Reading passage:
= Chris Dlamini =

South African trade unionist

Christopher Ndodebandla Dlamini (born 10 October 1944 - 19 November 2009) was a South African trade union leader.

Dlamini grew up in Benoni and Springs. He became aware of the African National Congress at an early age, and saw himself as a supporter of the organisation, although he did not join. He was expelled from school in 1963, and began working in the stores at Sanbra Engineering. In 1973, he joined the new Engineering and Allied Workers' Union, and at the end of the year took part in a short strike which achieved an increased Christmas bonus.

In 1974, Dlamini moved to work for Rank Xerox, and sat on the company liaison committee, but found it was far less effective than a trade union. When he moved to work for Kellogg's in 1977, he joined the Sweet, Food and Allied Workers' Union (SFAWU), and helped recruit other workers at the factory. He became a shop steward in 1979. Many of the union's members were unhappy with its leadership, and Dlamini won election as the union's president, taking it into the new Federation of South African Trade Unions (FOSATU).

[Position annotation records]
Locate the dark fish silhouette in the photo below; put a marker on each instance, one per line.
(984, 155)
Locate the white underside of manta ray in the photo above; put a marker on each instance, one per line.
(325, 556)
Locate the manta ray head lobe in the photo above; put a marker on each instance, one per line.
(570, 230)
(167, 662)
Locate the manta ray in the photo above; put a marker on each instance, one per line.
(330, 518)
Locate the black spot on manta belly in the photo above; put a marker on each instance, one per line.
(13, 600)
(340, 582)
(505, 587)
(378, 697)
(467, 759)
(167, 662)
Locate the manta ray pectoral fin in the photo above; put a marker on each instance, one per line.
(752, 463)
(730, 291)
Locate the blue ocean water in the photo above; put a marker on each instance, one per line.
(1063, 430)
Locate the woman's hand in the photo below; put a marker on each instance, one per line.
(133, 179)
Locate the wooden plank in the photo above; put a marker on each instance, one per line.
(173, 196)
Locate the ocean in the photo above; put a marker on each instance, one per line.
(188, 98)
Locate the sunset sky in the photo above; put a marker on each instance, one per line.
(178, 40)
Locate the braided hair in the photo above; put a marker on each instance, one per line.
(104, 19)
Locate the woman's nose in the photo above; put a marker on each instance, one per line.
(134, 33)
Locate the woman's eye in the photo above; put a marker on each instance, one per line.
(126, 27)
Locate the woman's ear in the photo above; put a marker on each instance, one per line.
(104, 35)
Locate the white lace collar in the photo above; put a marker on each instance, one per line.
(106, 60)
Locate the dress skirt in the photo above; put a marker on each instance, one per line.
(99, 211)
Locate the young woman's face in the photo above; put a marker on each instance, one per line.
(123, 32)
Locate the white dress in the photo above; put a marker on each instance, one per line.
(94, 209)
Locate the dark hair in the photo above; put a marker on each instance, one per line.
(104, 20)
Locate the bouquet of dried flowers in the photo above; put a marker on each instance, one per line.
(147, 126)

Problems and tasks:
(1) Reproduce the part of the Chris Dlamini biography that begins at the words "In 1974, Dlamini" and stops after "Trade Unions (FOSATU).".
(2) According to the Chris Dlamini biography, in what year did Dlamini become a shop steward?
(3) Name every company that the Chris Dlamini biography says Dlamini worked for.
The listing has no connection to the Chris Dlamini biography.

Replies:
(1)
In 1974, Dlamini moved to work for Rank Xerox, and sat on the company liaison committee, but found it was far less effective than a trade union. When he moved to work for Kellogg's in 1977, he joined the Sweet, Food and Allied Workers' Union (SFAWU), and helped recruit other workers at the factory. He became a shop steward in 1979. Many of the union's members were unhappy with its leadership, and Dlamini won election as the union's president, taking it into the new Federation of South African Trade Unions (FOSATU).

(2) 1979

(3) Sanbra Engineering, Rank Xerox, Kellogg's